[[ DATA PROVIDED open ]]

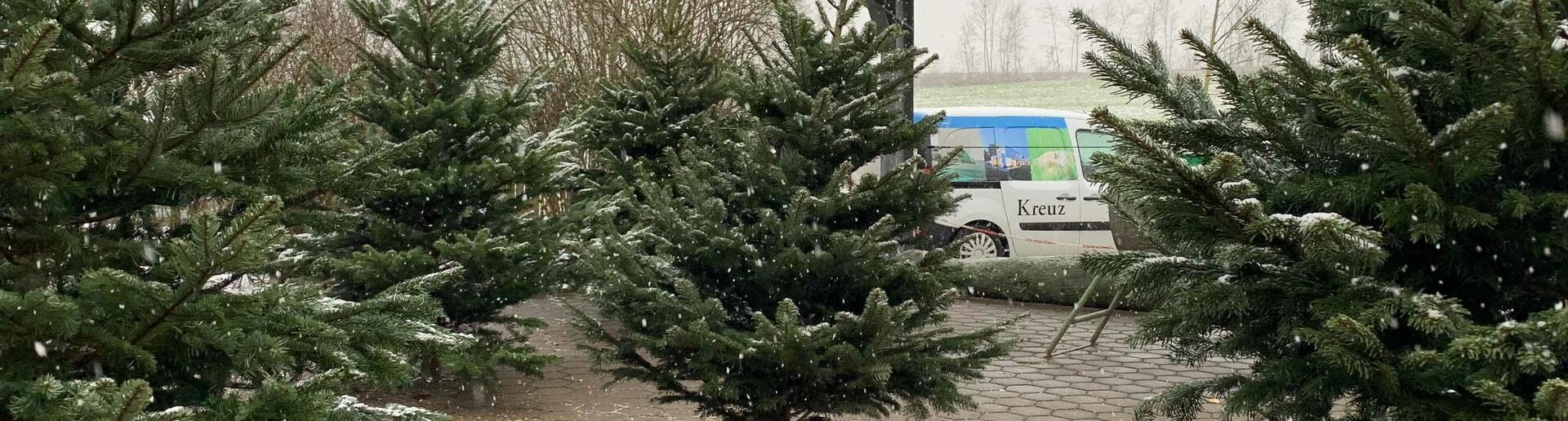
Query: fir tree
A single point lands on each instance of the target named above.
(146, 168)
(745, 273)
(463, 177)
(1380, 232)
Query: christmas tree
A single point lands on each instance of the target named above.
(148, 165)
(461, 179)
(744, 271)
(1377, 233)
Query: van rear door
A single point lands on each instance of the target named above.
(1041, 190)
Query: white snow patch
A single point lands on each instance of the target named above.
(391, 410)
(1552, 122)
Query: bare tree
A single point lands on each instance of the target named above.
(581, 41)
(1051, 47)
(982, 22)
(969, 46)
(1012, 37)
(333, 37)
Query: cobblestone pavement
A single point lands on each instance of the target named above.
(1102, 383)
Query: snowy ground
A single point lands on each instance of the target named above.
(1070, 95)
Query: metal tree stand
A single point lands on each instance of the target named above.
(1126, 240)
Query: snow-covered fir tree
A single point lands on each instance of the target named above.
(744, 271)
(1380, 233)
(461, 179)
(148, 162)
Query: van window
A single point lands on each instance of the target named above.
(1040, 153)
(1089, 144)
(969, 166)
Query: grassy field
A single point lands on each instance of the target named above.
(1071, 95)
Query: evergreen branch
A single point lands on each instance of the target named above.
(131, 405)
(194, 286)
(41, 38)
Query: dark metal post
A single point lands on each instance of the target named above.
(901, 13)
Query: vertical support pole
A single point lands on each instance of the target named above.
(1112, 310)
(889, 13)
(1051, 349)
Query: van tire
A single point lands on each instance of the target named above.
(980, 245)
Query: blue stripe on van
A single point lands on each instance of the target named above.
(998, 121)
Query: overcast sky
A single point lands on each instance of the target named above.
(938, 20)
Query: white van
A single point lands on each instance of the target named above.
(1026, 172)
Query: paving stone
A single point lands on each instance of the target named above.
(1102, 383)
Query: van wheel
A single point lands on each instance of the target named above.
(979, 245)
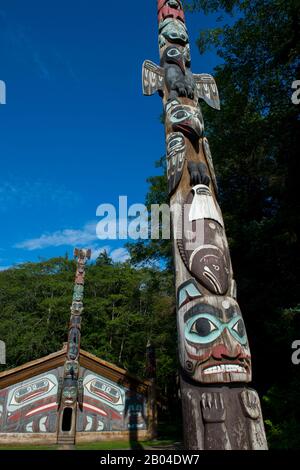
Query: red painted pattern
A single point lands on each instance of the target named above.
(164, 11)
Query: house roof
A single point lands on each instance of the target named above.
(86, 360)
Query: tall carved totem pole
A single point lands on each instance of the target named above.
(70, 393)
(220, 411)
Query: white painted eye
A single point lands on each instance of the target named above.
(180, 116)
(174, 53)
(239, 328)
(203, 327)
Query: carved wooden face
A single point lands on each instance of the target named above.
(185, 119)
(173, 31)
(213, 340)
(170, 9)
(69, 395)
(176, 149)
(204, 241)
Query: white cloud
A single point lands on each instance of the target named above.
(85, 237)
(67, 237)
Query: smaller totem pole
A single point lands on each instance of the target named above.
(151, 375)
(70, 392)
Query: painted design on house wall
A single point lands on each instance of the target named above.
(108, 406)
(30, 406)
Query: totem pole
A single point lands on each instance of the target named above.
(70, 392)
(151, 376)
(219, 410)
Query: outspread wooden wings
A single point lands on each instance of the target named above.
(154, 81)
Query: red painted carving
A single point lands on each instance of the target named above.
(165, 11)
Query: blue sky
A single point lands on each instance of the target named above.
(76, 131)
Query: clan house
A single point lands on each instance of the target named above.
(71, 395)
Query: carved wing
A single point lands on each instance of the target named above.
(207, 90)
(153, 78)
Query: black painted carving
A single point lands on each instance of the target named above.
(198, 174)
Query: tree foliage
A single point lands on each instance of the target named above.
(124, 308)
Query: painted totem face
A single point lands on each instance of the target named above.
(206, 253)
(71, 369)
(73, 343)
(174, 55)
(173, 31)
(175, 159)
(77, 308)
(213, 340)
(185, 119)
(78, 293)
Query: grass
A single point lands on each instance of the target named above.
(101, 445)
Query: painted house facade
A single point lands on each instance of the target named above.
(115, 404)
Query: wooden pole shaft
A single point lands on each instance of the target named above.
(219, 410)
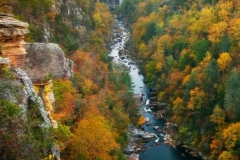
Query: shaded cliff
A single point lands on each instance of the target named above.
(45, 61)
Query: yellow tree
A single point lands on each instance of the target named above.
(231, 137)
(224, 61)
(93, 138)
(234, 30)
(217, 31)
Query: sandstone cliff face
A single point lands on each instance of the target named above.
(12, 32)
(34, 64)
(70, 10)
(45, 61)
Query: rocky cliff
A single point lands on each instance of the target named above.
(45, 61)
(12, 32)
(23, 66)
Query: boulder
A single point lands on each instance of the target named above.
(45, 61)
(133, 157)
(12, 32)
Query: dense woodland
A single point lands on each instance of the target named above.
(189, 50)
(93, 109)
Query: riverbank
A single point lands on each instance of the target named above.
(153, 140)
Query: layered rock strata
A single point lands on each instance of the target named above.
(45, 61)
(12, 32)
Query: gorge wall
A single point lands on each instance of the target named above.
(27, 71)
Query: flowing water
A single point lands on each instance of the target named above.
(154, 152)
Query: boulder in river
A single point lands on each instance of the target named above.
(133, 157)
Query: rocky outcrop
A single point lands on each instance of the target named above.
(45, 61)
(71, 11)
(12, 32)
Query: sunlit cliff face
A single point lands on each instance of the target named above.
(12, 33)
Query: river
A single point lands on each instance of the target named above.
(155, 152)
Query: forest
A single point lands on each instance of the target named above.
(93, 108)
(188, 51)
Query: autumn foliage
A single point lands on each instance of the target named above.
(189, 53)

[[ DATA PROVIDED closed ]]

§ **WHAT TO DO**:
All of the records need to be restated word for word, but not the pictures.

§ **OUTPUT BELOW**:
Query: fir tree
A single point lands on each instance of the target named above.
(146, 168)
(745, 273)
(463, 177)
(1380, 232)
Query: christmas tree
A single point lands on each instance of the target named above.
(148, 165)
(461, 179)
(744, 271)
(1377, 233)
Query: van rear door
A single point lands on each instance of the target named above.
(1041, 190)
Query: white snow patch
A single point lands on each instance of the target named above.
(391, 410)
(1552, 122)
Query: bare tree
A single point lands on each instance of the target named above.
(581, 41)
(1051, 47)
(982, 22)
(969, 46)
(1012, 37)
(333, 37)
Query: cobblestone pavement
A single point lands on each instance of the target named above.
(1102, 383)
Query: snowy ground
A single point lands on each instance of the target named above.
(1070, 95)
Query: metal tree stand
A single point lands on each instance of the target named above.
(1126, 240)
Query: snow-covered fir tree
A single point lands on each instance of the target named above.
(744, 271)
(1380, 233)
(461, 179)
(148, 162)
Query: van window
A single point lands on each instance of the target named above.
(1040, 153)
(1089, 144)
(969, 166)
Query: grassy field
A single point lands on each instance of the target named above.
(1071, 95)
Query: evergreen branch
A single point lands on each instance of the target named above.
(131, 405)
(194, 286)
(41, 38)
Query: dark metal post
A single point lands on each instance of the target named above.
(901, 13)
Query: vertical support pole
A single point lands on each instance of the target named above.
(1112, 310)
(889, 13)
(1051, 349)
Query: van tire
A single point lands on each instance of the target named above.
(980, 245)
Query: blue stripe on van
A single point lands on each instance of the target named above.
(998, 121)
Query: overcast sky
A single point lands on each instance of the target named above.
(938, 20)
Query: white van
A single point lands on each instance of the target named above.
(1026, 172)
Query: paving stone
A single point lands on each instance of the target named above.
(1102, 383)
Query: van wheel
A single point lands on each instance of the target named above.
(979, 245)
Query: red painted pattern
A single point lands on each instance of the target named above.
(164, 11)
Query: house roof
A single point lands on each instance of the target named above.
(86, 360)
Query: tall carved totem pole
A single point lands on each instance of the target named above.
(70, 393)
(220, 411)
Query: white painted eye
A single point lands on each instance of the target named above.
(180, 116)
(174, 53)
(239, 328)
(203, 327)
Query: carved wooden face
A single point lands on each instance of the target named above.
(185, 119)
(173, 31)
(213, 340)
(170, 9)
(69, 395)
(176, 149)
(204, 241)
Query: white cloud
A single point lands on each instance of the target named above.
(85, 237)
(67, 237)
Query: smaller totem pole
A single point lands on each instance of the target named above.
(151, 375)
(70, 392)
Query: painted design on house wall
A single point lands on each instance of the target named above.
(108, 406)
(30, 406)
Query: totem pole
A single point lands on each instance of the target named above.
(70, 392)
(151, 376)
(219, 410)
Query: outspread wooden wings
A single point lands on each instance of the target named above.
(154, 81)
Query: red painted carving
A single point lands on each instance of the target named above.
(165, 11)
Query: blue sky
A single point lands on each instance of the target named above.
(76, 131)
Query: clan house
A single point lands on each instance of the target named above.
(71, 395)
Query: carved wing
A single point lands on each instance of the target named above.
(207, 90)
(153, 78)
Query: black painted carving
A single point lands on each instance of the target named above.
(198, 174)
Query: tree foliage
A single point lands on each instance of the target named above.
(124, 308)
Query: painted totem face
A single point lands on each instance of the target named above.
(206, 253)
(71, 369)
(73, 343)
(174, 55)
(173, 31)
(175, 159)
(77, 308)
(213, 340)
(185, 119)
(78, 293)
Query: grass
A single point lands on each instance of the target named above.
(101, 445)
Query: painted house facade
A single point lands on each instance of the target named above.
(115, 404)
Query: wooden pole shaft
A single point lands on each instance of the target named above.
(219, 410)
Query: shaded cliff
A single point lands on each instance of the target named above.
(45, 61)
Query: yellow tree
A single point lands on each instance of the target named above.
(231, 137)
(224, 61)
(93, 138)
(234, 30)
(217, 31)
Query: sandstone cliff face
A single point lands on each instance of the target named above.
(12, 32)
(34, 64)
(70, 10)
(45, 61)
Query: rocky cliff
A single point lands on each instance of the target named above.
(45, 61)
(12, 32)
(23, 66)
Query: boulder
A single point lands on each instance of the target named above.
(45, 61)
(133, 157)
(12, 32)
Query: dense woodland
A single point lands on each instance of the target named above.
(189, 50)
(93, 109)
Query: riverbank
A single point lands on each instance of the target named above.
(153, 140)
Query: layered rock strata
A single point lands on each instance of the target named above.
(45, 61)
(12, 32)
Query: gorge wall
A single point lands on each instance of the target named above.
(27, 71)
Query: flowing water
A single point lands on each instance of the target named above.
(154, 152)
Query: boulder in river
A single point lands on each instance of the target named above.
(133, 157)
Query: rocky outcrop
A single point lands on each instance of the target named above.
(45, 61)
(71, 11)
(12, 32)
Query: sunlit cliff face
A single point lands on each instance of the target named above.
(12, 33)
Query: river
A single point lands on each instance of the target named above.
(155, 152)
Query: forest
A single point lands on each instance of the target named above.
(93, 108)
(188, 51)
Query: autumn foliage
A single point lands on each instance of the target named above.
(189, 53)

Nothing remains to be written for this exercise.